Task goal: Scan the records below for the line containing "Target: street corner" and the line containing "like [88, 138].". Copy both, plus every line between, exactly.

Supplied material: Begin

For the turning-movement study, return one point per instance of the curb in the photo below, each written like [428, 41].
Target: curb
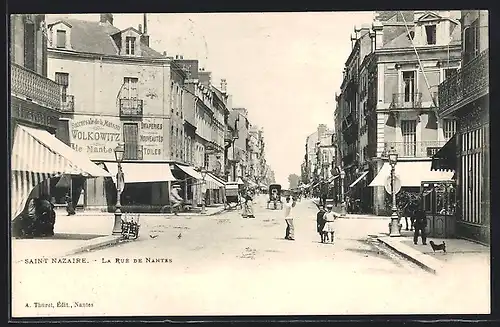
[422, 260]
[94, 244]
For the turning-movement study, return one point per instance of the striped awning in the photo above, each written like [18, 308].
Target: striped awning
[38, 155]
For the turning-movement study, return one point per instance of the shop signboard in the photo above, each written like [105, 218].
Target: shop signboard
[151, 138]
[96, 136]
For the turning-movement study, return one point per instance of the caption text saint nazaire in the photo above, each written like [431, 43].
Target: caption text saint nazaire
[103, 260]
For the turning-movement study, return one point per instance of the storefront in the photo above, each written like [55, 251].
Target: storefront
[147, 186]
[38, 156]
[411, 174]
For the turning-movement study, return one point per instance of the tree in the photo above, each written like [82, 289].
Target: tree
[293, 180]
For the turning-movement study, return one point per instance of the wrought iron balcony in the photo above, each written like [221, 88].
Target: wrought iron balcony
[131, 107]
[28, 85]
[423, 149]
[406, 100]
[466, 85]
[68, 104]
[133, 152]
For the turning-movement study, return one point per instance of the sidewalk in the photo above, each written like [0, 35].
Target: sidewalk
[461, 255]
[85, 231]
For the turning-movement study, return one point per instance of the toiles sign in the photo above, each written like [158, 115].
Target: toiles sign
[96, 136]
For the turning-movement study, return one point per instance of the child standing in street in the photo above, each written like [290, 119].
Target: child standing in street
[320, 223]
[329, 218]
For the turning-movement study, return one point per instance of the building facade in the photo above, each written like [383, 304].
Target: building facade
[464, 98]
[389, 100]
[118, 89]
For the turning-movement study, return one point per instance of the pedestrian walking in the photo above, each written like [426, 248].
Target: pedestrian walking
[330, 216]
[420, 222]
[175, 199]
[289, 205]
[248, 206]
[320, 223]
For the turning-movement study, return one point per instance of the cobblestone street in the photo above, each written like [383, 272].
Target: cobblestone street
[226, 264]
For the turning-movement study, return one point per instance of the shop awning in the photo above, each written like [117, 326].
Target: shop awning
[213, 182]
[38, 155]
[358, 179]
[190, 171]
[411, 173]
[138, 172]
[446, 159]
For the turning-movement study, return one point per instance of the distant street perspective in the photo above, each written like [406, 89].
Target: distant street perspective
[327, 163]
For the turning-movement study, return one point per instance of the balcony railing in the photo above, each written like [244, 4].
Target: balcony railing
[467, 84]
[423, 149]
[69, 104]
[406, 100]
[31, 86]
[132, 152]
[131, 108]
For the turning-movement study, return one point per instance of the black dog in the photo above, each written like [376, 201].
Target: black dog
[437, 247]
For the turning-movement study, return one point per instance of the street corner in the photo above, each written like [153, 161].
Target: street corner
[424, 261]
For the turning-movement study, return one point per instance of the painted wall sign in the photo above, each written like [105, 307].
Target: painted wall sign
[96, 136]
[151, 138]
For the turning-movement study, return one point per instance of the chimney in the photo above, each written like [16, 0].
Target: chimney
[145, 36]
[223, 85]
[106, 18]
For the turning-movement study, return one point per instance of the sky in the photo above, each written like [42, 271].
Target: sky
[285, 68]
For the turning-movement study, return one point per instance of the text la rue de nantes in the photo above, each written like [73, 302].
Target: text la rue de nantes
[80, 260]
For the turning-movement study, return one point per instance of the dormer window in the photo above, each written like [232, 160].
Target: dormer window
[61, 39]
[430, 31]
[130, 45]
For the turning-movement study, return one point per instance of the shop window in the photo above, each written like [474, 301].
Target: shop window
[430, 31]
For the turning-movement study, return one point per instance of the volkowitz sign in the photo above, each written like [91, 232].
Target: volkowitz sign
[96, 136]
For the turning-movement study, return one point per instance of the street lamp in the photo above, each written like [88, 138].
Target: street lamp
[342, 204]
[119, 151]
[204, 190]
[394, 226]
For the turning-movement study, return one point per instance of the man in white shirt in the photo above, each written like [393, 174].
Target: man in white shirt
[289, 205]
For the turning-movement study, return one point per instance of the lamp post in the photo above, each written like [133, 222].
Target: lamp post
[204, 189]
[394, 226]
[342, 204]
[119, 151]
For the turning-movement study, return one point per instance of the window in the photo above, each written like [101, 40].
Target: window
[471, 41]
[409, 132]
[130, 88]
[130, 45]
[61, 39]
[430, 31]
[409, 85]
[449, 128]
[29, 46]
[130, 138]
[449, 72]
[63, 80]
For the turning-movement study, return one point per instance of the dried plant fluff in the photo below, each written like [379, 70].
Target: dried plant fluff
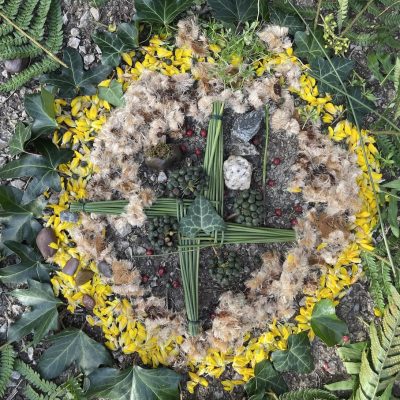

Supplied material: End

Result of the exercise:
Target: street corner
[424, 261]
For the turning-movement study, return one point per instance of the painted wall sign in the photo above, each written like [105, 307].
Target: painted wall sign
[96, 136]
[151, 138]
For the turning-movement study, return one point per instance of the chimney in the photo above, each written like [16, 0].
Target: chimney
[145, 36]
[223, 85]
[106, 18]
For the turning-movement study, return one point per instance of the sky in the photo above, each written like [42, 271].
Target: sky
[285, 68]
For the turning-movement study, return one point per instance of the text la rue de nantes in the photo above, each written like [73, 302].
Target: text la rue de nantes
[80, 260]
For the turning-movement study, return one point per instance of the dormer window in the photo above, each written like [232, 160].
Target: dormer window
[61, 39]
[430, 31]
[130, 45]
For the turning-movement study, return one point per instance of the shop window in the photo above, each written like [474, 301].
Target: shop window
[430, 31]
For the turning-movement study, return one point per instance of the volkowitz sign in the photo above, each written like [91, 232].
Target: volkowitz sign
[96, 136]
For the turning-movement study, return one point per instance of the street lamp in the photo above, each written like [88, 138].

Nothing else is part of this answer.